EXCERPTED PASSAGE START

It takes lots of energy for wild birds to stay warm in winter. You can help them out by serving up suet, a high-fat food that provides the extra calories birds need when temperatures drop. Traditionally, suet is made of rendered beef fat; though other fats, including vegetable fat, can be used. Bird-friendly goodies, such as seeds, nuts, nut butters, cracked corn or corn meal, oats, dried fruit, and/or meal worms are mixed with the fat to add nutrition and appeal. These ingredients are usually formed into suet cakes that can be purchased ready-made, or you can easily make your own. Here's what you need to know about feeding birds suet.
Courtesy of Walmart
Which birds does suet attract?

EXCERPTED PASSAGE END
PROVIDED MATERIAL START

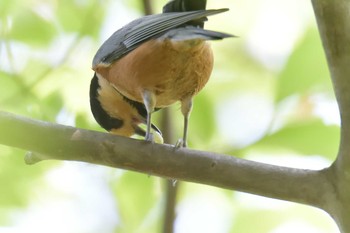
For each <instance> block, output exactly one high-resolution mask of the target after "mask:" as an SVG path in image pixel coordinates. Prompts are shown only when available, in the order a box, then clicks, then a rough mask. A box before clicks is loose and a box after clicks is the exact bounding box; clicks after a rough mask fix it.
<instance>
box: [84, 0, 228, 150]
mask: <svg viewBox="0 0 350 233" xmlns="http://www.w3.org/2000/svg"><path fill="white" fill-rule="evenodd" d="M205 7H206V0H172V1H170V2H168V3H167V4H166V5H165V6H164V8H163V13H162V14H156V15H148V16H144V17H141V18H139V19H136V20H134V21H132V22H130V23H129V24H127V25H125V26H124V27H122V28H121V29H119V30H118V31H116V32H115V33H114V34H113V35H112V36H111V37H110V38H108V39H107V40H106V41H105V42H104V43H103V44H102V46H101V47H100V48H99V50H98V51H97V53H96V55H95V57H94V59H93V62H92V69H93V70H94V71H95V74H94V77H93V79H92V81H91V86H90V106H91V110H92V113H93V115H94V117H95V119H96V121H97V122H98V123H99V124H100V125H101V126H102V127H103V128H104V129H106V130H107V131H110V132H111V133H114V134H117V135H122V136H126V137H130V136H132V135H134V134H137V135H141V136H145V139H146V140H149V141H159V140H158V139H157V138H155V136H158V138H161V132H160V130H159V129H158V128H157V127H156V126H155V125H153V124H152V122H151V115H152V113H153V112H154V111H157V110H159V109H161V108H164V107H167V106H169V105H171V104H174V103H175V102H177V101H179V102H180V103H181V112H182V114H183V116H184V131H183V138H182V140H181V141H180V142H181V143H180V144H179V145H181V146H184V147H186V145H187V129H188V120H189V115H190V112H191V109H192V99H193V97H194V96H195V95H196V94H198V92H199V91H200V90H201V89H202V88H203V87H204V86H205V84H206V83H207V81H208V79H209V77H210V74H211V71H212V69H213V54H212V50H211V48H210V45H209V44H208V43H207V42H206V41H207V40H220V39H224V38H228V37H233V35H230V34H226V33H222V32H217V31H210V30H206V29H203V25H204V21H206V20H207V17H208V16H211V15H214V14H219V13H222V12H225V11H227V10H228V9H218V10H205ZM140 124H146V131H145V130H143V129H142V128H141V127H140Z"/></svg>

PROVIDED MATERIAL END

■ **STUDY QUESTIONS**:
1/ According to the passage on suet, what is suet traditionally made of?
2/ Reproduce the passage on suet between "It takes lots" and "does suet attract?", inclusive, replacing "winter" with "the colder months".
3/ List every bird-friendly goodie that the passage on suet says is mixed with the fat.

■ **SOLUTIONS TO THE TASKS**:
1/ Rendered beef fat.

2/
It takes lots of energy for wild birds to stay warm in the colder months. You can help them out by serving up suet, a high-fat food that provides the extra calories birds need when temperatures drop. Traditionally, suet is made of rendered beef fat; though other fats, including vegetable fat, can be used. Bird-friendly goodies, such as seeds, nuts, nut butters, cracked corn or corn meal, oats, dried fruit, and/or meal worms are mixed with the fat to add nutrition and appeal. These ingredients are usually formed into suet cakes that can be purchased ready-made, or you can easily make your own. Here's what you need to know about feeding birds suet.
Courtesy of Walmart
Which birds does suet attract?

3/
- seeds
- nuts
- nut butters
- cracked corn
- corn meal
- oats
- dried fruit
- meal worms